Angebot an Mitarbeiterin, sich "hochzuschlafen": Bestechlichkeit

Stellt der Dienststellenleiter einer Polizeiinspektion einer LKA-Mitarbeiterin die Förderung ihrer Karriere gegen sexuelle Gunstgewährung in Aussicht, so erfüllt dies den Tatbestand der Bestechlichkeit, selbst wenn die Art der Karriereförderung im Unbestimmten bleibt.

Für den Dienststellenleiter der Polizeiinspektion Wolfsburg ist das Ergebnis des vor dem BGH verhandelten Fall äußerst unerfreulich. Der BGH hat das Urteil der Vorinstanz bestätigt, die den Dienststellenleiter wegen Bestechlichkeit zu einer Geldstrafe von 120 Tagessätzen zu je 95 Euro verurteilt hatte. Hiergegen hatte der Angeklagte Revision eingelegt.

==*==

**ARBEITSAUFTRAG 1:** Zu welcher Strafe hatte die Vorinstanz den Dienststellenleiter laut der Seite verurteilt?
**ARBEITSAUFTRAG 2:** Aktualisiere in den Zeilen den Abschnitt von der Zeile mit „the black plastic“ bis zum Ende der Zeilen, indem du „straw broom“ durch „push broom“ ersetzt. Gib nur diesen Abschnitt wieder.
Die Seite und die Zeilen haben unterschiedliche Quellen.

**ZEILEN ZUR ÜBUNG:**
==*==

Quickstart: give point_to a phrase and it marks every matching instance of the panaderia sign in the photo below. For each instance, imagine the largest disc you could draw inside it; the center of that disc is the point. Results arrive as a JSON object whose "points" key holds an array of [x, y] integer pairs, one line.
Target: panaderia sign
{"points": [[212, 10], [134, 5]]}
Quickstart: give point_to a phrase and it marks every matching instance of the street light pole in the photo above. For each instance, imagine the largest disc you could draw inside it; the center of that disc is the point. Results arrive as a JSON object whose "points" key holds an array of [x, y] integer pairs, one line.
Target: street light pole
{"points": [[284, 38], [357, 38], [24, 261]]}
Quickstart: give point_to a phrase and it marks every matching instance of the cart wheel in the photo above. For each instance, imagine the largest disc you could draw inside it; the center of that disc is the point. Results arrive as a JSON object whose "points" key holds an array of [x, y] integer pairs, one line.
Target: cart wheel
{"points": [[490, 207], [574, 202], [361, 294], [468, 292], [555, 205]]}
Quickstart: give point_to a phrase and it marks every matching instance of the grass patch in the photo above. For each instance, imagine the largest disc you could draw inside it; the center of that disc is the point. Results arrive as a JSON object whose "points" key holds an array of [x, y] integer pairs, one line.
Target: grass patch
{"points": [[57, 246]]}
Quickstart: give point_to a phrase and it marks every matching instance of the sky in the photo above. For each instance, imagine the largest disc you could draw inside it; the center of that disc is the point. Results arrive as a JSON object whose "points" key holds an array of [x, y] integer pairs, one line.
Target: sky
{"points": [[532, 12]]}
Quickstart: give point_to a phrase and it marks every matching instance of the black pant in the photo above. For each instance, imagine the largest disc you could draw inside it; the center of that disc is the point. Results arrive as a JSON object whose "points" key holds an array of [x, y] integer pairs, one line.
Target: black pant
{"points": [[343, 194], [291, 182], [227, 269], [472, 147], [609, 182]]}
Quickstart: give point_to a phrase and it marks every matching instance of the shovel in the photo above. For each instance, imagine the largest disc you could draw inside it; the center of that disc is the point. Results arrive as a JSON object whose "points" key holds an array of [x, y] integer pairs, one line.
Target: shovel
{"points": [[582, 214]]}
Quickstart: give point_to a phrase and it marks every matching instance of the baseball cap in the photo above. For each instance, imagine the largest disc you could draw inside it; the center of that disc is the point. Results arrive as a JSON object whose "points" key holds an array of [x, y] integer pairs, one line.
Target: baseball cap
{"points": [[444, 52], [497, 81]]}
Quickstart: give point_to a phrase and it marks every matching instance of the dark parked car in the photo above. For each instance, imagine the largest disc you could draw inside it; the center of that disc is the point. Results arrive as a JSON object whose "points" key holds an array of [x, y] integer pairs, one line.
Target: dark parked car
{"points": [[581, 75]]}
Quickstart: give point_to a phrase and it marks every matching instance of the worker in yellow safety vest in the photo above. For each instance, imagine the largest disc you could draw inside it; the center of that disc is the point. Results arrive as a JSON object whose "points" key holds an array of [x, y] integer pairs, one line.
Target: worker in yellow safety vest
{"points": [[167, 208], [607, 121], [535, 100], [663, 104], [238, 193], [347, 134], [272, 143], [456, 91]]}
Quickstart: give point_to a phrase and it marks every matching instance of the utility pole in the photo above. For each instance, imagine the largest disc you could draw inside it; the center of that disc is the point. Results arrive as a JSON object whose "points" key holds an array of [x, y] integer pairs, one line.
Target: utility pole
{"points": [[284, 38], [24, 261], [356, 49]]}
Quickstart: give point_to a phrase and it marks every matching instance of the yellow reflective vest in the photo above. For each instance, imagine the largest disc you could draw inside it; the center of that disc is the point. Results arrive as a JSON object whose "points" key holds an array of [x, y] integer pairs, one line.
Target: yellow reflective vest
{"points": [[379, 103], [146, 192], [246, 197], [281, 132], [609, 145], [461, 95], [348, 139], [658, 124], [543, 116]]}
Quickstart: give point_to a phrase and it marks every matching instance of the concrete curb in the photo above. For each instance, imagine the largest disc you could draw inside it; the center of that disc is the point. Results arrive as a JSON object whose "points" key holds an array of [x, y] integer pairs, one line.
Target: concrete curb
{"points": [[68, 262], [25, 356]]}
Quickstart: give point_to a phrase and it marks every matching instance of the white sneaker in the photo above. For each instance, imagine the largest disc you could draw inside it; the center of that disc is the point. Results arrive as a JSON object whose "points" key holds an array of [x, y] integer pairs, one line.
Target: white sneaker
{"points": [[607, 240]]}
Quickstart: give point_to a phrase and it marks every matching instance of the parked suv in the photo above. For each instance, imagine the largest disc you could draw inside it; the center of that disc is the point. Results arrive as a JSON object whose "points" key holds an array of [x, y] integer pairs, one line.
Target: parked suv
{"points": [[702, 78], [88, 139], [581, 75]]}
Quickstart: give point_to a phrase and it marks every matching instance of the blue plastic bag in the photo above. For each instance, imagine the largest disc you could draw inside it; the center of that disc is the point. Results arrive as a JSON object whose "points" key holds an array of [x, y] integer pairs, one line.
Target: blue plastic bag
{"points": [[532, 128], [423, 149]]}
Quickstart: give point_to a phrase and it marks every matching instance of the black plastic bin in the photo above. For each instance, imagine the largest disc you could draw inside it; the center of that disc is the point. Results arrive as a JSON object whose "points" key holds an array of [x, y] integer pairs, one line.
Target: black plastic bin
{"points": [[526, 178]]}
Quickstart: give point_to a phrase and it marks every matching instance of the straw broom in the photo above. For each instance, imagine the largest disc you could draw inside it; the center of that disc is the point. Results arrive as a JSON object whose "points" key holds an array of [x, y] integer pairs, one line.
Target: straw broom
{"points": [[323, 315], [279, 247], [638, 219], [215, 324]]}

==*==

**LÖSUNG 1:** Zu einer Geldstrafe von 120 Tagessätzen zu je 95 Euro.

**LÖSUNG 2:**
Quickstart: give point_to a phrase and it marks every matching instance of the black plastic bin in the photo above. For each instance, imagine the largest disc you could draw inside it; the center of that disc is the point. Results arrive as a JSON object whose "points" key holds an array of [x, y] integer pairs, one line.
Target: black plastic bin
{"points": [[526, 178]]}
Quickstart: give point_to a phrase and it marks every matching instance of the push broom in the photo above. For each instance, imagine the largest disc you could draw inside it; the center of that disc is the point. Results arrive as a JSON object whose "points" key holds an array of [x, y] integer pairs, one line.
Target: push broom
{"points": [[323, 315], [279, 247], [638, 219], [215, 324]]}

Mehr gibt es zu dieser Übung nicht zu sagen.